Dataset rows showing where objects appear:
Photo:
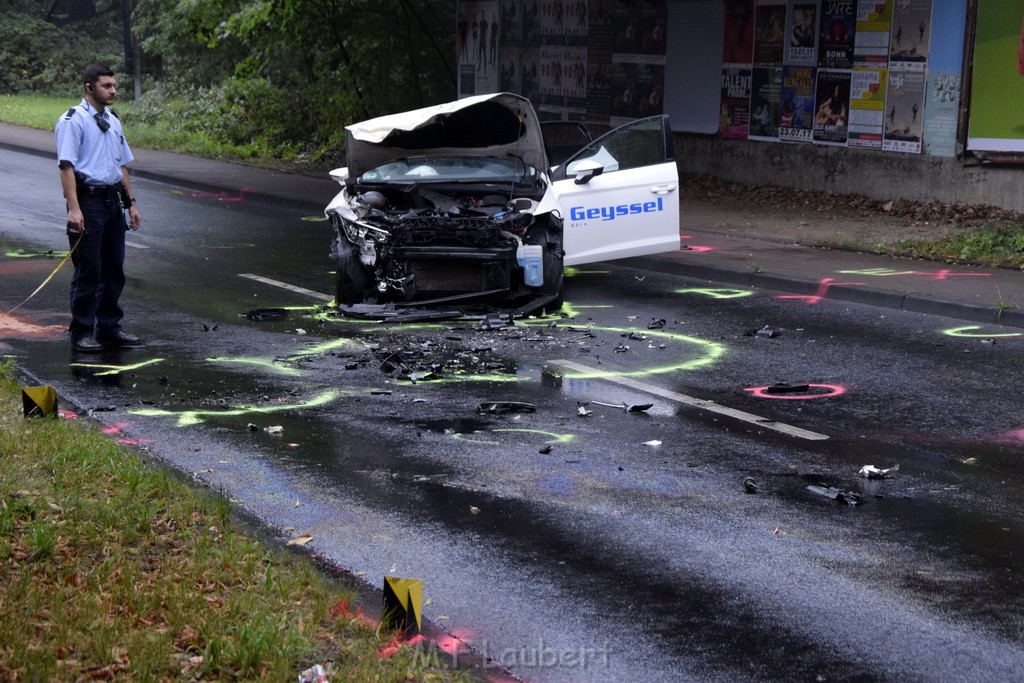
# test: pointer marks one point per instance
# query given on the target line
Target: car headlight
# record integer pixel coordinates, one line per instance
(354, 230)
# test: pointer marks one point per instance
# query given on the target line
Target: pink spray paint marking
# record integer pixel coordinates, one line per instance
(822, 291)
(686, 248)
(946, 274)
(222, 196)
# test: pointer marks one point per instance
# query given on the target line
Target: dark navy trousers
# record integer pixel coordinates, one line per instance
(99, 275)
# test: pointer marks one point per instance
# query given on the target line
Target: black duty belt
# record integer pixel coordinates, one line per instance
(99, 190)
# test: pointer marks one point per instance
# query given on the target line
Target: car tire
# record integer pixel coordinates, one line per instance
(554, 273)
(352, 279)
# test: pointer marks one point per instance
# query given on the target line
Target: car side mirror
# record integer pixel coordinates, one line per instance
(339, 175)
(586, 170)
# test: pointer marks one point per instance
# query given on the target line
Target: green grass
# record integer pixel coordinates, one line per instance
(112, 568)
(996, 245)
(42, 113)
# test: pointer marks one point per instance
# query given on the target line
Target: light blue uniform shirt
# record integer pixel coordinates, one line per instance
(95, 154)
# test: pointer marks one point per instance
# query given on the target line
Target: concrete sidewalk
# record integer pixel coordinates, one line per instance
(983, 296)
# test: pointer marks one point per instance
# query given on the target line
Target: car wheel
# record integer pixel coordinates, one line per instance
(554, 273)
(352, 278)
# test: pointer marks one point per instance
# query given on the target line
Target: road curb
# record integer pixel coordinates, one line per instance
(863, 295)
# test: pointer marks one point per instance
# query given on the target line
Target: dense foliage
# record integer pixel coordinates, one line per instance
(285, 76)
(41, 44)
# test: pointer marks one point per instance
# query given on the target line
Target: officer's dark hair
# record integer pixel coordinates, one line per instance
(94, 72)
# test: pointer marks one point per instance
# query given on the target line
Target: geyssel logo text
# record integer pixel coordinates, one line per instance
(615, 210)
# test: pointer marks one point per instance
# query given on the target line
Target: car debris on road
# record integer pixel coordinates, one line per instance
(457, 208)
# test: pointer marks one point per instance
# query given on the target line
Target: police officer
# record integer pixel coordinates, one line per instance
(92, 156)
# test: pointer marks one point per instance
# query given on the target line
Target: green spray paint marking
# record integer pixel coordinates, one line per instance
(879, 272)
(188, 418)
(20, 253)
(553, 437)
(462, 437)
(115, 370)
(717, 293)
(966, 332)
(262, 363)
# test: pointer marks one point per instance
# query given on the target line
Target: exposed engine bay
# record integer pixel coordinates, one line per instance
(424, 242)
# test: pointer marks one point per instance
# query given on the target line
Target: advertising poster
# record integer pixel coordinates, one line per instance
(529, 77)
(530, 24)
(601, 30)
(637, 90)
(943, 87)
(477, 32)
(766, 87)
(797, 104)
(837, 33)
(870, 45)
(769, 35)
(997, 78)
(802, 35)
(867, 102)
(910, 35)
(638, 60)
(832, 107)
(738, 43)
(735, 118)
(509, 70)
(510, 24)
(904, 116)
(563, 80)
(563, 22)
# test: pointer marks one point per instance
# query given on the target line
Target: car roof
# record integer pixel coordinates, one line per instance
(501, 124)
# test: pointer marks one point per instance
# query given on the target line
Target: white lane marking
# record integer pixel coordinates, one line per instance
(697, 402)
(286, 286)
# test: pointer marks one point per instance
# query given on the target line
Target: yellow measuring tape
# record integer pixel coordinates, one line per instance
(50, 276)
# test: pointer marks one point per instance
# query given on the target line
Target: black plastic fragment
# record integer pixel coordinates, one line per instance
(499, 407)
(259, 314)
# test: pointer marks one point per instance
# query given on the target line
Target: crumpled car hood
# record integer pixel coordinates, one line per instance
(497, 125)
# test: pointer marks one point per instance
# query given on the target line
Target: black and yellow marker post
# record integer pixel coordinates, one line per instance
(39, 401)
(402, 604)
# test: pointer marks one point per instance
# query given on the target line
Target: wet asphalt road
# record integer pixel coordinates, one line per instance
(604, 557)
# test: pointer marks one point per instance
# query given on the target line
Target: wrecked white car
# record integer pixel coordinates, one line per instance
(456, 206)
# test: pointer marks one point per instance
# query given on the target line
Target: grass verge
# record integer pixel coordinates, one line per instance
(42, 113)
(1000, 245)
(111, 568)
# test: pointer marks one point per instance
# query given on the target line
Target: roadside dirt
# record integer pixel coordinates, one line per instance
(814, 218)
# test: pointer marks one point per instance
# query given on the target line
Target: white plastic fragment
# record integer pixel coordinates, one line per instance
(314, 674)
(872, 472)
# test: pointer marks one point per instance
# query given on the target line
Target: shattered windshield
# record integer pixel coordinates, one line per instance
(448, 169)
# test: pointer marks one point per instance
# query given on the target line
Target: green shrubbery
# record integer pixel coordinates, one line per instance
(243, 78)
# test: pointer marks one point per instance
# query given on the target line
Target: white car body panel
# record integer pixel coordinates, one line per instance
(377, 141)
(621, 214)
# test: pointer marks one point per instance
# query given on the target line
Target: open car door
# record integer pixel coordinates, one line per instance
(620, 195)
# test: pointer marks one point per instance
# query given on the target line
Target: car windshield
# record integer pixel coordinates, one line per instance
(449, 169)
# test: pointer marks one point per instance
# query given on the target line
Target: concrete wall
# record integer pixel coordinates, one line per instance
(882, 175)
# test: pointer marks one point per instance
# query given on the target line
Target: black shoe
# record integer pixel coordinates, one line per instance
(86, 345)
(119, 339)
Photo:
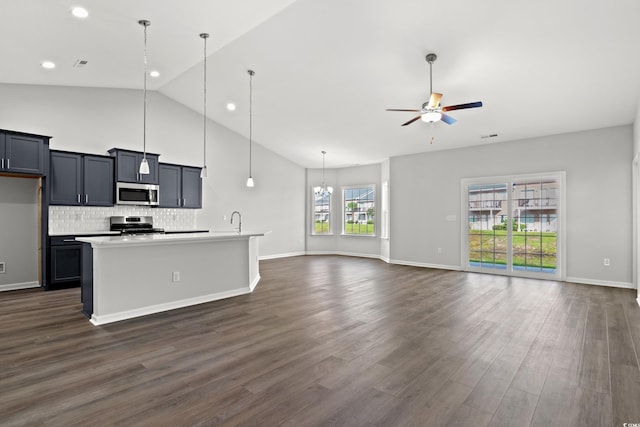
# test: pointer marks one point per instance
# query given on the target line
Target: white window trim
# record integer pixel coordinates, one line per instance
(562, 226)
(313, 212)
(375, 204)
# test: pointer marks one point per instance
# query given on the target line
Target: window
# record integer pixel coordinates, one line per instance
(321, 213)
(359, 210)
(385, 210)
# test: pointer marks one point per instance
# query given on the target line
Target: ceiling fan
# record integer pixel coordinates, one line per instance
(431, 110)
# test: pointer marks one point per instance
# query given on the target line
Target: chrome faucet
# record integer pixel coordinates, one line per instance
(239, 223)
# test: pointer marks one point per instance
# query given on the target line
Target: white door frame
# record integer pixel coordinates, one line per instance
(561, 218)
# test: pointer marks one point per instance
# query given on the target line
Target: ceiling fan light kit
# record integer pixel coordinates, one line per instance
(431, 111)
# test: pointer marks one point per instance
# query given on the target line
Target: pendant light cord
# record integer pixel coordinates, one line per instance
(251, 73)
(204, 116)
(324, 189)
(145, 24)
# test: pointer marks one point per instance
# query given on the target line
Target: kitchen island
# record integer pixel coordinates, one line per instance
(131, 276)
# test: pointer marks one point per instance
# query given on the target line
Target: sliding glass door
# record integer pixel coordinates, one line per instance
(513, 225)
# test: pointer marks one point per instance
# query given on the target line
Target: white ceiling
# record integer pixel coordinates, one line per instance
(327, 70)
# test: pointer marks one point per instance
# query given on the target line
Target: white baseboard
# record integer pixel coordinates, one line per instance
(353, 254)
(625, 285)
(152, 309)
(253, 284)
(427, 265)
(18, 286)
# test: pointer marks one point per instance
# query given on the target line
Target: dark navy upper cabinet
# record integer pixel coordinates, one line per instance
(97, 178)
(180, 186)
(128, 165)
(81, 179)
(22, 153)
(191, 187)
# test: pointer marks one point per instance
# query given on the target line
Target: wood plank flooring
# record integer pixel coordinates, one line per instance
(332, 341)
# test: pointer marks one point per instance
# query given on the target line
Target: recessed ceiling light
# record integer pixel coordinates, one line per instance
(79, 12)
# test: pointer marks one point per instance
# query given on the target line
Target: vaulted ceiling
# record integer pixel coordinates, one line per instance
(327, 70)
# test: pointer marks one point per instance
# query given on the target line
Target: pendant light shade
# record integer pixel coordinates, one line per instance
(323, 191)
(251, 73)
(144, 166)
(203, 172)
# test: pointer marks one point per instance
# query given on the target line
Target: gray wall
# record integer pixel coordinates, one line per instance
(19, 231)
(93, 120)
(426, 188)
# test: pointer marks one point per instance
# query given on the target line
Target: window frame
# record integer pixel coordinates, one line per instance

## WHAT IS EXPECTED
Pick out every line in the dataset rows above that contains the word "windshield", and copy each one. Case counts.

## EXPECTED ANSWER
Target: shattered windshield
Target: car windshield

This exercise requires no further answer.